■ What needs to be done
Every line of the records must be repeated exactly; pictures stay out.

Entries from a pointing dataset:
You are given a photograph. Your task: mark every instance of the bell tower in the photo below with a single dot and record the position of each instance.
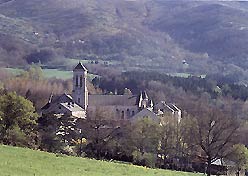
(80, 92)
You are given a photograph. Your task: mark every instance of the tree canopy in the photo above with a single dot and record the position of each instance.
(17, 120)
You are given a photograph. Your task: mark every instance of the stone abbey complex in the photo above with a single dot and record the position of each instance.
(123, 107)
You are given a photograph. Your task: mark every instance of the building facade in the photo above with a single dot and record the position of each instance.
(123, 107)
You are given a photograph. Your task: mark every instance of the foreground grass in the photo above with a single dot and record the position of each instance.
(25, 162)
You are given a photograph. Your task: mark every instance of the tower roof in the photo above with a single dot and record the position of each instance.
(80, 66)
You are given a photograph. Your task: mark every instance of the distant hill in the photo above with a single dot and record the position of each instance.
(20, 161)
(167, 36)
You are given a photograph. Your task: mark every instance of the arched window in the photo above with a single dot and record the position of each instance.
(122, 114)
(81, 81)
(133, 113)
(128, 113)
(77, 81)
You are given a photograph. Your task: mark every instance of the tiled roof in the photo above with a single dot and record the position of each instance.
(80, 66)
(107, 100)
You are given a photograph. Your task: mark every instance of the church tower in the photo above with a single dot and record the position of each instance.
(80, 92)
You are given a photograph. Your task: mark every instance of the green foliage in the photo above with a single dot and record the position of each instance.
(19, 161)
(145, 135)
(239, 156)
(18, 120)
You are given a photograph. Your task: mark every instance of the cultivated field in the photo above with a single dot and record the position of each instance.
(25, 162)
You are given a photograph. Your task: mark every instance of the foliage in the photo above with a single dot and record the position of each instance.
(18, 120)
(239, 156)
(213, 133)
(27, 162)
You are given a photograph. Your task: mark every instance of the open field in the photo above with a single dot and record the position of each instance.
(25, 162)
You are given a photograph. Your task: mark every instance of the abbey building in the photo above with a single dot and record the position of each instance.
(123, 107)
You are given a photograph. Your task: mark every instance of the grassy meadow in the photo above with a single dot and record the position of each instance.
(25, 162)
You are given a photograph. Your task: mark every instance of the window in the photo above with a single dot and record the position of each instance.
(128, 113)
(133, 113)
(77, 81)
(81, 81)
(122, 114)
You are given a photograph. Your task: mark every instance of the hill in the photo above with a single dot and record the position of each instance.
(20, 161)
(210, 37)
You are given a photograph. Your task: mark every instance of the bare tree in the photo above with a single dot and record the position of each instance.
(213, 133)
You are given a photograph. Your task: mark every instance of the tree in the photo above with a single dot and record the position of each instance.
(99, 129)
(239, 156)
(213, 134)
(17, 120)
(145, 138)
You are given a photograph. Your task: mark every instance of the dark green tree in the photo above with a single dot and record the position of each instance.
(17, 120)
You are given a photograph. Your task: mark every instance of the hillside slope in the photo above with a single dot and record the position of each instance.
(159, 35)
(25, 162)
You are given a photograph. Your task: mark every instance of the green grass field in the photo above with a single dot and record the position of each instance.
(25, 162)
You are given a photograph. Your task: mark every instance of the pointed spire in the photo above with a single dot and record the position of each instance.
(80, 66)
(50, 98)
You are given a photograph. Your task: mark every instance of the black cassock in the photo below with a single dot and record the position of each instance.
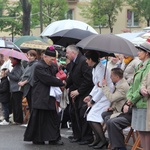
(44, 122)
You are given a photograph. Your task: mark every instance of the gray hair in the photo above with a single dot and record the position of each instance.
(73, 48)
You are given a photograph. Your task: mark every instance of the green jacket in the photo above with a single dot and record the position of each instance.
(133, 93)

■ Response for this exercise
You are given a photograph. Your task: mark every instance of the bell tower in the photo below with a single dot and record the position of each instance.
(80, 92)
You are given a photograph. Your task: mark every instance of the tree canopy in the photo above with a single dot and record the position of each instance.
(17, 120)
You are given a photograph. Your task: mark every instance of the stone abbey complex in the photo above with a single dot and record the position of each instance.
(123, 107)
You are given a photograph. Your task: mark every instance of the building facade in the photo above with a single dot and record the position of each instance.
(123, 107)
You are given a photograph. Your task: mark every instance of the foreground grass in the photo above with a single dot and record the position of each instance.
(25, 162)
You are given a photograph. Your task: mark every instance of the tower roof in the photo above with a single dot and record the position of each instance.
(80, 66)
You are given a photograph. Your task: mark every instance of the distant hill in the photo above with a single dot and record the position of each instance.
(20, 161)
(167, 36)
You are given a photograph. Your task: mark every instance of the arched window in the photo above with a single dot and record the position of each instance.
(122, 114)
(81, 81)
(133, 113)
(128, 113)
(77, 81)
You are given a photograph. Your task: mark every instance of the tiled roof in the photo above with a single dot and record the position of each instance.
(80, 66)
(107, 100)
You are given a photograph. Your task: mark every instance of the church tower in the photo above with a single dot and record the position of each instance.
(80, 92)
You are given a photograph. Your task: mark every instance of the green foliage in the photo above with a single dot and record the position of each instance.
(19, 161)
(145, 135)
(239, 156)
(18, 120)
You are given a photograph. Your task: mark every instance of the cultivated field in the photo above with a single dot and record the position of each instance.
(25, 162)
You are given a photograph. Your task: mark every instance of the foliage in the photo above with a single dot and record the position of each instance.
(18, 120)
(239, 156)
(213, 133)
(27, 162)
You are given a photograph. Your task: mark every instance of the open field in the photo above with a single dot and record the position of each instance.
(25, 162)
You are given a photograph. Your task: mark every instance of the abbey building in the photo above with a single dot and record the position of each instance.
(123, 107)
You are given a photograph. Your task: mark every instance of the grassy meadow in the photo above with a single dot and record the position of each instance.
(25, 162)
You are given a photograph. Your task: mark every instance of the window in the photo above with a single dot and record the position of each instance.
(128, 113)
(133, 113)
(77, 81)
(81, 81)
(122, 114)
You are given a photograph. Your task: mark every instance of the hill in the photo above with a single dot and record the position of each instance.
(20, 161)
(210, 37)
You are given a photograph. Your task: mark every instance of the bare tree in the photo above with a single dot and record the position of each instance.
(213, 133)
You are given a photograph. Your task: mark every instance of the tree in the photo above with a single dot and record the position of each instance.
(99, 129)
(239, 156)
(213, 134)
(17, 120)
(145, 138)
You are given a photograph. Your task: mark every instance of the dark green tree in the photo above with a single dot and record the position of each instance.
(17, 120)
You are given a photograph. Your task: mark every instance of the hillside slope in the photo above with a single dot and record the position of each instance.
(159, 35)
(25, 162)
You are given a photograph. Your task: mark every instance of the green grass field in the photo above with a single dot and record the position of each instance.
(25, 162)
You are given a photograph. Your task: mark every instance of the pointed spire in the photo above with a single dot and record the position of each instance.
(80, 66)
(50, 98)
You are given a photograph. Your task: mark every instance of the black cassock in the photo below with a single dot and record the position of each instance.
(44, 122)
You are given a photograph. Your task: mark every instance of the gray hair in the photo above with a single dot and record the position of each instance.
(73, 48)
You are given a photograph. Your task: mark every instance of the green jacket in the photo above with a single dot and record the position of each instance.
(133, 93)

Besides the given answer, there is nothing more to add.